== How to complete this task ==
Exactly as written, transcribe the lines that run from the one containing "of the two-story" to the end of the records below.

== Data to process ==

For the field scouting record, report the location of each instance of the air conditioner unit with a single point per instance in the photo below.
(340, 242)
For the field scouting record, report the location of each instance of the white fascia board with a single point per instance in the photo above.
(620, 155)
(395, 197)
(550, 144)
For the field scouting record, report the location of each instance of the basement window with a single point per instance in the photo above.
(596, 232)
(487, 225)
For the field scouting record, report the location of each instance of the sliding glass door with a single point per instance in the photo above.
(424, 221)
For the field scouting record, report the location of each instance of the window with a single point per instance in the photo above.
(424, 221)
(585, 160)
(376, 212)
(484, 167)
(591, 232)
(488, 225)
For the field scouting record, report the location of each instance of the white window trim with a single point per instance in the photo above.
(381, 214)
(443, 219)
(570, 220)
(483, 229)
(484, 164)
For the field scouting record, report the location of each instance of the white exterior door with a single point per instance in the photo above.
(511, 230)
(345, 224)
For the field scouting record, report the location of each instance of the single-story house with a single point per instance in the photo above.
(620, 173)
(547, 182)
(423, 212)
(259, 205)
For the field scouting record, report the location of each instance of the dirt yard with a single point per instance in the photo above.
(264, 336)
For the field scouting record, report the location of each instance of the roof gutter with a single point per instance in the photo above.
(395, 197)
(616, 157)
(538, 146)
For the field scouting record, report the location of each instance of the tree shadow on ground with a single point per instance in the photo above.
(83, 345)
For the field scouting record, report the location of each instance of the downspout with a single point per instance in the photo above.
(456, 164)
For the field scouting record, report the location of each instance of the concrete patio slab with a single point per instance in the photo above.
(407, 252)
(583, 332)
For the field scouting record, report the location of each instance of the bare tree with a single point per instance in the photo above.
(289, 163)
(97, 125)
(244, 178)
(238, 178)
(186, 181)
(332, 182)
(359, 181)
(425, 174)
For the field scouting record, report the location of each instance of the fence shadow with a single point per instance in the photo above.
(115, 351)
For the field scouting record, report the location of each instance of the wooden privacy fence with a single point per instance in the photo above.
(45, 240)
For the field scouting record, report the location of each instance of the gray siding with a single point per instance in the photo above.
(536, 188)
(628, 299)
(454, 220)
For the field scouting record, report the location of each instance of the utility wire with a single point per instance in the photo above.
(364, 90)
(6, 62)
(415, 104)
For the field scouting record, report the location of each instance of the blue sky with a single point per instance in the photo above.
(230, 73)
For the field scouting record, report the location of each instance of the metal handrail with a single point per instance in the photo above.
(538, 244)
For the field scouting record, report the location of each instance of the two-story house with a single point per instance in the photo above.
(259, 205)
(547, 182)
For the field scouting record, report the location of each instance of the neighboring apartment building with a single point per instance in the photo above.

== Reply ==
For the field scouting record, report the location of each instance of the two-story house with a single point per instance in the photo above.
(259, 205)
(547, 182)
For the field scouting record, report the location of each instance of the neighboring apartment building with a single point per instance in the photo above.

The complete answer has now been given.